Above from left: Building Committee Chair Ron Cust, Project Manager Randy Darr, and Start Architects Principal Christopher Filipowycz share a moment of joy at information regarding the new designs. – Stephen Dafoe Photo
by Stephen Dafoe
Four years, five months, and 25 days after a fire destroyed the 113-year-old St. Jean Baptiste Church in Morinville, the bells will ring again on Christmas Day 2025. The Parish expects to break ground on a new church in May of 2024, with the church completed in time for Christmas the following year.
Parishioners and area residents got to look at the new place of worship on Thursday, Nov. 30, at an open house at St. Kateri Tekakwitha Academy.
St. Jean Baptiste Parish’s Father Trini Pinca said he is excited the project is moving forward, and the Parish will soon be able to return to a church from Ecole Notre Dame, where mass has occurred since the fire.
“This has been two years and a few months since we lost our church, and of course, it has been very challenging as a pastor, especially celebrating mass in a school,” Father Trini said. “They were in a church for years, and now it is in a gym. Seeing these plans moving forward, I’m excited, and I think most of our parishioners are in the same place; they are excited and hoping that our new church will come into reality.”
The design displayed during the open house incorporates input from the 382 Parish and community members who provided their thoughts in 2022.
“We have listened to what our parishioners have mentioned,” Trini said of the new designs. “Prior to the drawings and the plans, we made the survey, and we asked our parishioners what they wanted to see in our new church. The majority answered they wanted to see a traditional church. I think the reason for that is there is an attachment to the old church that we lost, and having a traditional style church is one way of honouring our ancestors of Morinville who have contributed all of their lives with their talents and their resources.”
Modern Church With A Traditional Look
Christopher Filipowicz of Start Architecture said incorporating the concepts into the design was not that difficult because of the strong desire to create a modern church in terms of its architecture, technology, and techniques but one that is traditional in its appearance, character, and spirit.
“It is very reminiscent of what it had been initially, which was the desire to begin with,” Filipowicz said. “From that perspective, the modern part of it more applies to the techniques and materials we are using, which are quite different from the original design. Otherwise, aesthetically, it is reminiscent in many aspects to what the original church was.”
The architects designed the new church in two phases: the naive or church proper and a welcome centre, an additional section for overflow and functions. Costs versus available funding will determine if both get built for 2025 or the church alone gets built.
At full build-out, the facility will be 8,500 square feet, 400 square feet smaller than the original church.
However, there will be some notable differences in scale and size.
Seating capacity in the naive is approximately 292 seats, 300 fewer than the 600 in the original church. When built, overflow in the welcoming centre would add another 200 seats to the church.
A folding petition separating the naive from the welcoming centre would give the church additional capacity and serve as a place to hold events, including wedding and funeral receptions and social functions. The phase two welcoming centre would also have a kitchen to support the various functions.

--- --- ---

# [AIM OF THE EXERCISE]
Reproduce the passage of the church article starting at "The architects designed" and ending at "to the church.". The records that come next have no connection to the church article.

# [MATERIAL]
--- --- ---

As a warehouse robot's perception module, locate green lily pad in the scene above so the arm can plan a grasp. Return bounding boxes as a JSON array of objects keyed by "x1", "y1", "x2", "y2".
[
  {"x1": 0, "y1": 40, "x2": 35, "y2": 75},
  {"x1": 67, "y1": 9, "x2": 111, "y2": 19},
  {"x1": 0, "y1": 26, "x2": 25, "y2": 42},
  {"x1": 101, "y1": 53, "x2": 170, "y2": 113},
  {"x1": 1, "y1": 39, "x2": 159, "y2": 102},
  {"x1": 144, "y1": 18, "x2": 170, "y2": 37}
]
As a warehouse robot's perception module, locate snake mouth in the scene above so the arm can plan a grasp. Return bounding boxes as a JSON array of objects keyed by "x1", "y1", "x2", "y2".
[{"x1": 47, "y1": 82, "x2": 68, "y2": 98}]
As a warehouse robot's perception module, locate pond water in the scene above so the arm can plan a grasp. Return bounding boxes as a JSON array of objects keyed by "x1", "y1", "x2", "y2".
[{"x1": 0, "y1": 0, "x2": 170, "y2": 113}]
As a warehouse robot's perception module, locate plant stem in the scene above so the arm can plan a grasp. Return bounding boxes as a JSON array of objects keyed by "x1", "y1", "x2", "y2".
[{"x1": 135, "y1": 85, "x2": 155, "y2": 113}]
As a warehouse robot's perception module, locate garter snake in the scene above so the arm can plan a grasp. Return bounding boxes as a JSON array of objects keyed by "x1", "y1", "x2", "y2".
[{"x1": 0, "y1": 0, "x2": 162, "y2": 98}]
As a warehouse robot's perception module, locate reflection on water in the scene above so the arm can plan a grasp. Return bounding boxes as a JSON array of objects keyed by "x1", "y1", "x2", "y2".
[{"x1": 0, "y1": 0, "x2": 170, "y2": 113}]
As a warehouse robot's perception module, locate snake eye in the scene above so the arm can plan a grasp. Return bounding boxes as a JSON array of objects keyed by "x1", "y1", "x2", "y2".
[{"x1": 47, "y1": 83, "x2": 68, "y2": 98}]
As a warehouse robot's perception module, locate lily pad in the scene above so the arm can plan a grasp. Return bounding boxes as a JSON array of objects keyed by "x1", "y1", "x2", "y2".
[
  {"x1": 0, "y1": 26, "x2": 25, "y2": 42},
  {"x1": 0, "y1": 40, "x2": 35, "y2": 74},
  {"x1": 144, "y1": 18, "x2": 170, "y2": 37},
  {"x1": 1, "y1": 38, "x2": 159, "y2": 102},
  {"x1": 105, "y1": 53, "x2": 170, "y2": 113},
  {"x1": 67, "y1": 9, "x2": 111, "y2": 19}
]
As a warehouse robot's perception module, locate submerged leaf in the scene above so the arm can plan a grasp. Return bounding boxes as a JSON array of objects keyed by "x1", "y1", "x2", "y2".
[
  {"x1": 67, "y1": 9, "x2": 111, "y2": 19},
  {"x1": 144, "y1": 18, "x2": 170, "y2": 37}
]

--- --- ---

# [RESULT OF THE TASK]
The architects designed the new church in two phases: the naive or church proper and a welcome centre, an additional section for overflow and functions. Costs versus available funding will determine if both get built for 2025 or the church alone gets built.
At full build-out, the facility will be 8,500 square feet, 400 square feet smaller than the original church.
However, there will be some notable differences in scale and size.
Seating capacity in the naive is approximately 292 seats, 300 fewer than the 600 in the original church. When built, overflow in the welcoming centre would add another 200 seats to the church.